- **Listing**
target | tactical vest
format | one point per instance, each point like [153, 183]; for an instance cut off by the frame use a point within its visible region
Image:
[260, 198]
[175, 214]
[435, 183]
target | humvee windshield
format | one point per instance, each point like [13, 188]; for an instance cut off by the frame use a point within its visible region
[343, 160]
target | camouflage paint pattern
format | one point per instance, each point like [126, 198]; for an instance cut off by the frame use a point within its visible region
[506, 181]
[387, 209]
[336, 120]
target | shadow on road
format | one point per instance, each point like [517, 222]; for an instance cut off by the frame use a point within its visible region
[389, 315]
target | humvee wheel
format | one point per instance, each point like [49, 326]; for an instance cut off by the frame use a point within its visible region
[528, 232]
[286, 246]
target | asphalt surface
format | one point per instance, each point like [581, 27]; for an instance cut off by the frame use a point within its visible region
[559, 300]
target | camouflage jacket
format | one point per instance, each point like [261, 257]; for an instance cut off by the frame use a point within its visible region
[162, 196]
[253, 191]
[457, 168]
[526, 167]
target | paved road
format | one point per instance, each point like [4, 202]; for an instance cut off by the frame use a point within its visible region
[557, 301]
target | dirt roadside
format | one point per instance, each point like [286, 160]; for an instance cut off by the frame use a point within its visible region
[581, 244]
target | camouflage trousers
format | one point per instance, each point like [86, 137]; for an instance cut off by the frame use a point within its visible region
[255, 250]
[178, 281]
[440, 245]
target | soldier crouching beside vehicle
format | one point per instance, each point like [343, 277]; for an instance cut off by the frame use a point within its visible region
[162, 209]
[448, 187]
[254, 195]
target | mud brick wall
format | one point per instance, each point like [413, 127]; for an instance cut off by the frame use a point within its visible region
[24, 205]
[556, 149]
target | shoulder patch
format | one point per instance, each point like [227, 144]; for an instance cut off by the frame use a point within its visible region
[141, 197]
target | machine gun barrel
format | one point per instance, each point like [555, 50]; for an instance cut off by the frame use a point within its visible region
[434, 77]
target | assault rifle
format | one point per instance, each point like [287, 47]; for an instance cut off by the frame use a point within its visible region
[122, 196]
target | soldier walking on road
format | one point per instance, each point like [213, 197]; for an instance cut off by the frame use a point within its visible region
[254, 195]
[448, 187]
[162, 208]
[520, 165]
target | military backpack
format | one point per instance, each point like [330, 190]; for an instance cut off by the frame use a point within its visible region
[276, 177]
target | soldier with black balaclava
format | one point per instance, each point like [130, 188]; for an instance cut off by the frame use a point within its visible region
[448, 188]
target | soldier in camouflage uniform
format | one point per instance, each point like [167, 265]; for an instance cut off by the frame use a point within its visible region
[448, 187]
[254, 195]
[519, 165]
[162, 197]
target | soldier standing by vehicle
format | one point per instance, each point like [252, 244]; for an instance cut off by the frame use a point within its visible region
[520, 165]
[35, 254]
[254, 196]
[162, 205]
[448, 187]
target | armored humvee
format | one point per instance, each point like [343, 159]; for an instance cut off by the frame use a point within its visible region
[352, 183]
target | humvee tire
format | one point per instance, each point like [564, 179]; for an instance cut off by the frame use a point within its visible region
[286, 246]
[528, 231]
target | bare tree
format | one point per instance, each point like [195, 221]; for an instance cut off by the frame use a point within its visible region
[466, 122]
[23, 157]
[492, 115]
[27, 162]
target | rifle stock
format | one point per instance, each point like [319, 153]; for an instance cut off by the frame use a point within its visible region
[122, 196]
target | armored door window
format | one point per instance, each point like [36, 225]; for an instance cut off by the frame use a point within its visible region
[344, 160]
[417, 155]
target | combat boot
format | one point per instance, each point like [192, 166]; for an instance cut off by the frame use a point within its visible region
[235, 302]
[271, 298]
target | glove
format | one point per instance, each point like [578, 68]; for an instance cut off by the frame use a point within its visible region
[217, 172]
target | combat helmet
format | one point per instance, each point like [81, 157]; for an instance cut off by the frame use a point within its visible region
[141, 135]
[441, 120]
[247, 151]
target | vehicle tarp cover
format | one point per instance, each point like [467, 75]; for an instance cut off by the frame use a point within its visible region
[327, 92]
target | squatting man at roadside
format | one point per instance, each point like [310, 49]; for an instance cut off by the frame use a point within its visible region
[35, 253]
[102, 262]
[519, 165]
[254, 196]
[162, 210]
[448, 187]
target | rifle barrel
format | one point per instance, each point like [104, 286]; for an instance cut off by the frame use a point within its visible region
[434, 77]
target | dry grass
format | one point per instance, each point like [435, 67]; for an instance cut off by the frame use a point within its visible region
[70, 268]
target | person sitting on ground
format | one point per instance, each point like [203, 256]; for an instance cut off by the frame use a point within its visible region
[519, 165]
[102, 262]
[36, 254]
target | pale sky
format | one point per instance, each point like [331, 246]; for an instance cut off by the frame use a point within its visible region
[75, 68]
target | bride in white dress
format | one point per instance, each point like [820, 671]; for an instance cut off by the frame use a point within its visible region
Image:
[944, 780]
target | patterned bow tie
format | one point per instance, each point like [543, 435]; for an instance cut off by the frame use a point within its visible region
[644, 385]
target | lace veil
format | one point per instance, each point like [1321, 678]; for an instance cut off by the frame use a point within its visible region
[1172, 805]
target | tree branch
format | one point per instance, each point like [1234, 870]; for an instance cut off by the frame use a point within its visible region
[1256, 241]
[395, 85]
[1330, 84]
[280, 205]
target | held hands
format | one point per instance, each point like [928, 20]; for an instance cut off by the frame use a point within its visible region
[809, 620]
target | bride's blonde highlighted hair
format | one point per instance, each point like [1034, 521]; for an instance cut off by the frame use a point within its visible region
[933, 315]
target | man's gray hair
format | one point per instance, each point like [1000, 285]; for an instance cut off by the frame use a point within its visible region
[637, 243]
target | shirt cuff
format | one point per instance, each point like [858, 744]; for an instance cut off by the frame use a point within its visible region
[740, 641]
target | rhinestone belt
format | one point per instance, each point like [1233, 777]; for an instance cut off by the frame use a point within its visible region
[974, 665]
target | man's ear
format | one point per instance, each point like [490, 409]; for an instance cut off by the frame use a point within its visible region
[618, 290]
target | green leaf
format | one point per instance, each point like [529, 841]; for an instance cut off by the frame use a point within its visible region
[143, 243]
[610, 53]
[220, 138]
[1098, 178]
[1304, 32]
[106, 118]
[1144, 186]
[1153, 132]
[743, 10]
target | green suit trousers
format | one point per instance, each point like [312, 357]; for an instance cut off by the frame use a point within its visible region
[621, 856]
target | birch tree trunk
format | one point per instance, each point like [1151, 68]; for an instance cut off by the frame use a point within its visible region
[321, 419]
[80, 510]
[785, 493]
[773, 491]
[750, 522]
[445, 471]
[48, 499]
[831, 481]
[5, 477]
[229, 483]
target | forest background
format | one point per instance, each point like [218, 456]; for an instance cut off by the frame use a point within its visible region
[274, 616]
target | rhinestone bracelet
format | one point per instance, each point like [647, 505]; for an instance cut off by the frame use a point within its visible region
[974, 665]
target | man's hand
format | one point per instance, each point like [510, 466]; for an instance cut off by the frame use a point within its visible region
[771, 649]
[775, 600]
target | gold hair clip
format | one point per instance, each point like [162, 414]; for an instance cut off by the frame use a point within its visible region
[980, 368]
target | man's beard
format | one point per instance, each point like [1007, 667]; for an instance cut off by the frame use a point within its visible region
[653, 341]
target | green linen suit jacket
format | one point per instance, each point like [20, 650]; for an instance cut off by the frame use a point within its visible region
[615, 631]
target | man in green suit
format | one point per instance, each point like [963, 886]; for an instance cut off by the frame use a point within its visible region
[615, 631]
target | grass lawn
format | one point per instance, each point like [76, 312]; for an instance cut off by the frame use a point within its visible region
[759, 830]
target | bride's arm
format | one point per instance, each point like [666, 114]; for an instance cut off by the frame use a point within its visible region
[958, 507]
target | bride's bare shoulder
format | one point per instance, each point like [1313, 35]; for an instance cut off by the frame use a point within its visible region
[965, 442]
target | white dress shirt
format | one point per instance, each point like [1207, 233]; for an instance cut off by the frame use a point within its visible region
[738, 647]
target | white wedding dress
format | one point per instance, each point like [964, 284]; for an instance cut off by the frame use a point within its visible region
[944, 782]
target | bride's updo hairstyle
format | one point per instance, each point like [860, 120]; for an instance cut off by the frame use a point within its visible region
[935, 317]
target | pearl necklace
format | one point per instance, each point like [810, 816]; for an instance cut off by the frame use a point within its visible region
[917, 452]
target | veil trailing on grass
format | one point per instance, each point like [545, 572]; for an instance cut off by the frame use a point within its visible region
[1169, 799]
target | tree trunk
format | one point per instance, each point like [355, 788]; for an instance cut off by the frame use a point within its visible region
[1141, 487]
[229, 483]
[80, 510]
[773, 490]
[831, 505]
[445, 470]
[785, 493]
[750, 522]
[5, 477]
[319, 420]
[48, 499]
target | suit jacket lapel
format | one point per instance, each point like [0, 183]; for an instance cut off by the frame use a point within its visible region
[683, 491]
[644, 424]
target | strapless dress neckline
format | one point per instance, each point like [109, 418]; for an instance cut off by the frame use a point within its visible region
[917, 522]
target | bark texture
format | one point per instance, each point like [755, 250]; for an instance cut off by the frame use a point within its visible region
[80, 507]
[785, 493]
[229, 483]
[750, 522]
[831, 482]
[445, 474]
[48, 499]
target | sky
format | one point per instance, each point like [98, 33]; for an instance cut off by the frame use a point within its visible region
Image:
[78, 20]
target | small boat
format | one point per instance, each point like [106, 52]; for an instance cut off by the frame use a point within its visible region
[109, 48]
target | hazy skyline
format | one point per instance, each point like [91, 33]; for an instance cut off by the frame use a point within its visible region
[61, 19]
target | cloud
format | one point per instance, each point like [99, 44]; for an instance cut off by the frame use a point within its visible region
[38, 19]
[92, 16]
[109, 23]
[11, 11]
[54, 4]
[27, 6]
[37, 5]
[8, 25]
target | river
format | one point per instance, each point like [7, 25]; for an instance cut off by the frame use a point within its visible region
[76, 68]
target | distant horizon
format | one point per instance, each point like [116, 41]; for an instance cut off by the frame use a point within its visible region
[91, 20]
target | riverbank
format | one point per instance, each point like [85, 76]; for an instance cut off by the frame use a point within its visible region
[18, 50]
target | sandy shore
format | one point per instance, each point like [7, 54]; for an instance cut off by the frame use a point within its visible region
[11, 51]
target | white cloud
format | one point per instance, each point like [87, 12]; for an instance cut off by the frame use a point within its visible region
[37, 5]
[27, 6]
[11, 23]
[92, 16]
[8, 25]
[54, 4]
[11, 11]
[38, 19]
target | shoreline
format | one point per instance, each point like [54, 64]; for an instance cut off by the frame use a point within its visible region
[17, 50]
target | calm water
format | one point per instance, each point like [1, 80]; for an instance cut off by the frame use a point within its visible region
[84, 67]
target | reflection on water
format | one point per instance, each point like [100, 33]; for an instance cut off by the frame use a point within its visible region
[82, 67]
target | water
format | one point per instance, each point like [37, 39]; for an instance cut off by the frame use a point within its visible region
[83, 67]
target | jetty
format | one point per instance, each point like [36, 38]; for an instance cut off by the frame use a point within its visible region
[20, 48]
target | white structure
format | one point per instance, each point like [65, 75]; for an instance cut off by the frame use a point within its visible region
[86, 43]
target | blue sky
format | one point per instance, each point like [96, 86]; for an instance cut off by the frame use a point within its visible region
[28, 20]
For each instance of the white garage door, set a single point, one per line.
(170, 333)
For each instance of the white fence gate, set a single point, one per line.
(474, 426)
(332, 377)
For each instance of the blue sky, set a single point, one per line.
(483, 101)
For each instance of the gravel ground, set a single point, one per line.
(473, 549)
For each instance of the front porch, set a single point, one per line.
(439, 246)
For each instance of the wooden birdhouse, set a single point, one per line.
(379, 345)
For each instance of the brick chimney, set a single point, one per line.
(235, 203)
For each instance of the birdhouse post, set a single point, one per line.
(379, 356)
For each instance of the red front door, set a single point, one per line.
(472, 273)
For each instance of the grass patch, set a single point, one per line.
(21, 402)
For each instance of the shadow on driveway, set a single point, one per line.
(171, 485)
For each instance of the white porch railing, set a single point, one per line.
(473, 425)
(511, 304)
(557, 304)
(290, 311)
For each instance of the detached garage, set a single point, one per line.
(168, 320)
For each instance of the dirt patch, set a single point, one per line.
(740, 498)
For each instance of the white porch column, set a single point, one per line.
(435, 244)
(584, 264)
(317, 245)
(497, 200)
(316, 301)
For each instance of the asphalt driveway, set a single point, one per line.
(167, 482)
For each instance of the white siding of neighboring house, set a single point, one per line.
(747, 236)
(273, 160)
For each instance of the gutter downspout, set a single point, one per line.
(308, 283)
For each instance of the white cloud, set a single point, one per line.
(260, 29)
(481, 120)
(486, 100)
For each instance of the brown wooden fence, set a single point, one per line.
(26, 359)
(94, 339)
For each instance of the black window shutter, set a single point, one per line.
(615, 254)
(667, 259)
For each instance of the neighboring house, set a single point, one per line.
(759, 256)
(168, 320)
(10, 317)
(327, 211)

- **Exercise brief**
Give exactly the lines from the one with "For each instance of the white fence" to the end of the entries, nothing before them.

- **Worked solution**
For each instance of the white fence gate, set a single point, one per line.
(474, 426)
(332, 377)
For each instance of the blue sky, set a single point, one per line.
(483, 101)
For each instance of the gravel ground, set a single point, one per line.
(473, 549)
For each instance of the front porch, set a single point, one per line.
(439, 246)
For each instance of the wooden birdhouse, set a single point, one per line.
(379, 345)
For each instance of the brick chimney, set a single point, one per line.
(235, 203)
For each instance of the birdhouse post, set a single point, one per line.
(379, 356)
For each instance of the red front door, set a single point, one per line.
(472, 273)
For each instance of the grass patch, set a single point, one per line.
(21, 402)
For each instance of the shadow on driveway, set a single point, one per line.
(171, 485)
For each instance of the white porch railing, set a single point, one per line.
(473, 425)
(511, 304)
(557, 304)
(290, 311)
For each instance of the detached garage, set a single point, one per line.
(168, 320)
For each instance of the dirt patch, set a single point, one per line.
(740, 498)
For each instance of the white porch column, set a single point, one per line.
(435, 244)
(584, 264)
(317, 245)
(497, 200)
(316, 301)
For each instance of the asphalt driveway, set a single point, one per line.
(167, 482)
For each instance of the white siding of neighboring house, set a single point, one per line.
(747, 236)
(273, 160)
For each instance of the gutter downspout, set a single point, one per line.
(308, 283)
For each instance of the white cloud, set a single point, one per line.
(260, 29)
(481, 120)
(486, 100)
For each instance of the brown wooden fence, set a single point, one per line.
(26, 359)
(94, 339)
For each instance of the black window shutter, set a single point, one per line.
(615, 254)
(667, 259)
For each instance of the neighboring house, set a single point, one per line.
(759, 256)
(168, 320)
(10, 317)
(327, 211)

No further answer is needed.